▶ [EXTRACTO]:
◇ ◇ ◇ ◇

¿CUÁNTOS SE SALVAN? LA RESPUESTA DEFINE EL COMPROMISO SACERDOTAL, EXPLICA
El Papa recibió al cardenal George Pell el 12 de octubre, en un encuentro en el que le agradeció su testimonio cristiano en la prueba de su encarcelamiento por un delito que no cometió.
¿Qué
nos espera después de la muerte? ¿Es el infierno una de las posibilidades? ¿Cuántos y quiénes se salvan? Son preguntas que tienen respuesta en la teología,
pero en la práctica esa respuesta ha desaparecido de la predicación.
El
cardenal australiano George Pell ha
dado a conocer recientemente sus propias dificultades con alguno de esos
puntos, y cómo las resolvió, en un artículo en la revista norteamericana First Things (los
ladillos son de ReL).
* * *
LAS
POSTRIMERÍAS
En 1972
participé en una mesa redonda cristiana dirigida a estudiantes de último año en
un instituto público en la Australia rural. Al concluir, un estudiante se me
acercó para debatir nuestras posiciones católicas. Era un no creyente que
también buscaba respuestas en un pequeño grupo protestante. Yo salí perdiendo cuando le
expliqué que la Iglesia católica no enseñaba que él fuese a ir al infierno si
rechazaba ser católico. Su secta protestante era absolutamente clara en que
rechazarles implicaba el infierno.
Durante mis recientes problemas con la ley, este antiguo estudiante me escribió para
consolarme. También me agradeció que yo respetase entonces su autonomía. No
rechazo ni lamento el consejo que le di en 1972. Lo que sí lamento es no haberle transmitido una mayor urgencia sobre la importancia de su
búsqueda y de su decisión.
EL
ÉXODO POSTCONCILIAR
Este
estudiante era un caso infrecuente de alguien que estaba pensando en hacerse
católico, pues la mayor parte del tráfico fue en la dirección opuesta. Desde el Concilio Vaticano II, todas las sociedades occidentales han
visto un éxodo de miembros de la Iglesia y una disminución de la práctica
religiosa. Las comunidades
católicas en Bélgica y en Holanda, por ejemplo, casi han desaparecido.
Por
desgracia y contra pronóstico, los “profetas de calamidades” explícitamente repudiados en el
Concilio se han visto reivindicados porque los
reveses se han sucedido en todos los ámbitos. Y es posible que las cuatro Postrimerías o Novísimos (Muerte, Juicio, Infierno y Gloria)
no hayan acabado en el cubo de la basura, pero allí donde no son rechazados
son, con frecuencia, ignorados o escondidos.

◇ ◇ ◇ ◇

▶ [INSTRUCCIONES Y REQUISITOS]: Reproduce fielmente el pasaje del extracto sobre las Postrimerías que va de "Durante mis recientes" a "de su decisión.", ambos incluidos. Este material proviene de una fuente distinta.

▶ [SECCIÓN DE DATOS]:
◇ ◇ ◇ ◇

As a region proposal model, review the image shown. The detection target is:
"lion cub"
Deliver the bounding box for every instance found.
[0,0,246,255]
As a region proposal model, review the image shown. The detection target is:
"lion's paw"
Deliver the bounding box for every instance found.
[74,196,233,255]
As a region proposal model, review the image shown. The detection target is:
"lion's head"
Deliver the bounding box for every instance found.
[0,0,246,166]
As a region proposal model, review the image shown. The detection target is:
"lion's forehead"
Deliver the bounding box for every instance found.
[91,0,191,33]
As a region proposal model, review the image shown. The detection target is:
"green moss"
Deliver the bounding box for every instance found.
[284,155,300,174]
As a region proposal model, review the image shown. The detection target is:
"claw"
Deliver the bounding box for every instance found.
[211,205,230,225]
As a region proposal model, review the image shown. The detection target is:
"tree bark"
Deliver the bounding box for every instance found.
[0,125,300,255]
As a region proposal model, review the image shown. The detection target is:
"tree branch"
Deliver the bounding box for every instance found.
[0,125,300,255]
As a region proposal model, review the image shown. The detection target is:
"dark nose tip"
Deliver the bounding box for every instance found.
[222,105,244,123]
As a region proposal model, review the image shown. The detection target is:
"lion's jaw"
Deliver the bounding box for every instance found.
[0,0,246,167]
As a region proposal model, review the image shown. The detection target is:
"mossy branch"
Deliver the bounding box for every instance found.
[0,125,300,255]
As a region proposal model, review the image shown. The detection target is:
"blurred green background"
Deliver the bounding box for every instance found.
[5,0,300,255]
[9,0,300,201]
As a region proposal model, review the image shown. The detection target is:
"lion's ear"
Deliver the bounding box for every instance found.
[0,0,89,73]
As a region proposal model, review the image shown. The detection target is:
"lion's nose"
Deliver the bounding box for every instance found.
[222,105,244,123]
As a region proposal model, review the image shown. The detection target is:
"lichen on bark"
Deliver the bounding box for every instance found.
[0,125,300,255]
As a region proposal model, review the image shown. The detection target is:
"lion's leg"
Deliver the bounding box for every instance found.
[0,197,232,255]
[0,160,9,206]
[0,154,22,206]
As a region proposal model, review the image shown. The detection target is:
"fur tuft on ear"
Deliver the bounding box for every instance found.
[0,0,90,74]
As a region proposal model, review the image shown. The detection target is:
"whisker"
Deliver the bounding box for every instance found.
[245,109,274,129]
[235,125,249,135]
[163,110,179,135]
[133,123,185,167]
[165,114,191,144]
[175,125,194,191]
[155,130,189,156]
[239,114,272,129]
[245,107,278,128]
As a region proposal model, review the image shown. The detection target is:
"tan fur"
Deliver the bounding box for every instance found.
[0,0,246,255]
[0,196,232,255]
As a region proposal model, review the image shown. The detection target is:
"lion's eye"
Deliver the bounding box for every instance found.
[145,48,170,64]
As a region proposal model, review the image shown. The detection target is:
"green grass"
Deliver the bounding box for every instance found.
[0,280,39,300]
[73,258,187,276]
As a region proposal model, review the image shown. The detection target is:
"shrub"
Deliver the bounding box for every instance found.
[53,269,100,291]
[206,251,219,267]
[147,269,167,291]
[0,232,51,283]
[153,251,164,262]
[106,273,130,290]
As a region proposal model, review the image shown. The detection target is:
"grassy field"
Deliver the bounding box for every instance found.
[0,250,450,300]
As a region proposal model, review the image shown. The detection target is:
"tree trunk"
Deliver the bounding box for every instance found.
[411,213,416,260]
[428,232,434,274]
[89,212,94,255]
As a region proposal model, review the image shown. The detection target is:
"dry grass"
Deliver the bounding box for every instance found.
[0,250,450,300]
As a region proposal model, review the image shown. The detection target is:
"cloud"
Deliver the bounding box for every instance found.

◇ ◇ ◇ ◇

▶ [RESULTADO DEL EJERCICIO]:
Durante mis recientes problemas con la ley, este antiguo estudiante me escribió para
consolarme. También me agradeció que yo respetase entonces su autonomía. No
rechazo ni lamento el consejo que le di en 1972. Lo que sí lamento es no haberle transmitido una mayor urgencia sobre la importancia de su
búsqueda y de su decisión.